[Direction a]
Condense the paragraph of the report on the Libyan power plant attack that begins "Electricity Minister Ali" into a single shorter sentence that keeps its main facts.

[Document segment]
◇ ◇ ◇ ◇ ◇

At least 100 rockets were fired at a Libyan power plant Tuesday as U.N. officials expressed grave concern over the deteriorating situation in Libya, according to Reuters Tuesday. 
Electricity Minister Ali Mohammad Muhairiq  told reporters that government-payrolled militants fired over 100 rockets at a power station in Sarir located in the country's southern region, which may lead to nationwide blackouts this summer as a result.
"This is the chaos Libya lives in. The plant was hit by dozens of rockets, by 120 rockets. I don't know whether we will be able to repair it before summer and (the fasting month of) Ramadan,"Muhairiq told the media.
Electricity consumption tends to increase dramatically during Libya's summer months, and particularly during Ramadan, when the demand for air conditioning increases.

◇ ◇ ◇ ◇ ◇

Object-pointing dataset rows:
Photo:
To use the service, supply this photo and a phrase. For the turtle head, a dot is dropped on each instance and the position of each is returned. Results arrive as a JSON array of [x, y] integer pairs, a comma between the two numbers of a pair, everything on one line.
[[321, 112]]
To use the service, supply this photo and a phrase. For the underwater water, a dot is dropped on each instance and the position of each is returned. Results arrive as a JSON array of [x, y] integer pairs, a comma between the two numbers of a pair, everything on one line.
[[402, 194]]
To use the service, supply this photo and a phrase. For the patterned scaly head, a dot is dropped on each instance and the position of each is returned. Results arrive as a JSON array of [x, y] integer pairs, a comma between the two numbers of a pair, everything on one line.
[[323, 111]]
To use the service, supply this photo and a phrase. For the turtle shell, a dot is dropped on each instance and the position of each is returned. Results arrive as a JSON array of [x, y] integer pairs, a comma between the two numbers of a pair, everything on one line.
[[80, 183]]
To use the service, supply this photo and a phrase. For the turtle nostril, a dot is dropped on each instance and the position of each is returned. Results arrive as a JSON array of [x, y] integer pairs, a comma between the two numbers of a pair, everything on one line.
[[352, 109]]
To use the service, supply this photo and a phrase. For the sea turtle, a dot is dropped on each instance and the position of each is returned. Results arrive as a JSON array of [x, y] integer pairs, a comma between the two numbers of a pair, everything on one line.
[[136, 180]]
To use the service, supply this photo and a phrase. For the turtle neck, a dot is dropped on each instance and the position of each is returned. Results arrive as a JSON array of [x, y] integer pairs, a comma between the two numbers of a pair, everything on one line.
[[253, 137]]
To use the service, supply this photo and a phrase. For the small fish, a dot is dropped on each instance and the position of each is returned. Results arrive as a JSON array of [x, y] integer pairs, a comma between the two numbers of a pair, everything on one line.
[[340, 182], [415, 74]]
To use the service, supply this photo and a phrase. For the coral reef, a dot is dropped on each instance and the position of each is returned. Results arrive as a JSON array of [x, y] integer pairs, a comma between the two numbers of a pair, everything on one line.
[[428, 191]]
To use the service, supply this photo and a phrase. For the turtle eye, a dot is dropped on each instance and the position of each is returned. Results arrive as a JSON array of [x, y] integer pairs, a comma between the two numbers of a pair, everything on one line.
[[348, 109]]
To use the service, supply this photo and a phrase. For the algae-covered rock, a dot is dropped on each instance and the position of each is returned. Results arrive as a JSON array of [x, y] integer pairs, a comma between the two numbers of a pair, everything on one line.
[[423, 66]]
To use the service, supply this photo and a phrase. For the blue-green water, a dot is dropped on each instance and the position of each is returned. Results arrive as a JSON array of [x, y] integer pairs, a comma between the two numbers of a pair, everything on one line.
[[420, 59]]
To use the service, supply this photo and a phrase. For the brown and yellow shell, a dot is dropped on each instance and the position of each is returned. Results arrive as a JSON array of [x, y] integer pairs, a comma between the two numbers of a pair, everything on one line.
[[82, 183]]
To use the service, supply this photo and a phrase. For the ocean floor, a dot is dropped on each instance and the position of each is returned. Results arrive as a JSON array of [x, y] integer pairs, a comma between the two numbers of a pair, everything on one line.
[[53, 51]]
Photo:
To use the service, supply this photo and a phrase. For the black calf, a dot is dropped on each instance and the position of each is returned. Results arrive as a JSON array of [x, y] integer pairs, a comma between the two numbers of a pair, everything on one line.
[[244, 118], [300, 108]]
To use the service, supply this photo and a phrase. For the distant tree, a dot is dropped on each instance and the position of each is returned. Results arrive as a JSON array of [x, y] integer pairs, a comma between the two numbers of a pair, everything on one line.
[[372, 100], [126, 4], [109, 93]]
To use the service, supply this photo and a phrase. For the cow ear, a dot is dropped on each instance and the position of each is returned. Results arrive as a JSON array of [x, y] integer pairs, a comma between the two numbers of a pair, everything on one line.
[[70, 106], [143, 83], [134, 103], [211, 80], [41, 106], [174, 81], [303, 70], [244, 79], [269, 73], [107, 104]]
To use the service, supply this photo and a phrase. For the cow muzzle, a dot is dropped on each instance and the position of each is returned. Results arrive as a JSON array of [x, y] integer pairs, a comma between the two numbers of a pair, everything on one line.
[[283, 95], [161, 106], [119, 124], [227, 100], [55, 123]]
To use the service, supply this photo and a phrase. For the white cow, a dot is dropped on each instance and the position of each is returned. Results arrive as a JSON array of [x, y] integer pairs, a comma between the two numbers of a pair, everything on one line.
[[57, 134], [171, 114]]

◇ ◇ ◇ ◇ ◇

[Direction b]
Reproduce only the lines of the records starting at the line that contains "turtle neck, a" and ending at the line that contains "[[253, 137]]", requests included, and increase every coordinate in the answers by 85.

[Written solution a]
Electricity Minister Ali Mohammad Muhairiq told reporters that government-payrolled militants fired more than 100 rockets at a power station in Sarir, in southern Libya, which may cause nationwide blackouts this summer.

[Written solution b]
To use the service, supply this photo and a phrase. For the turtle neck, a dot is dropped on each instance and the position of each is returned. Results arrive as a JSON array of [x, y] integer pairs, a comma between the two numbers of a pair, everything on one line.
[[338, 222]]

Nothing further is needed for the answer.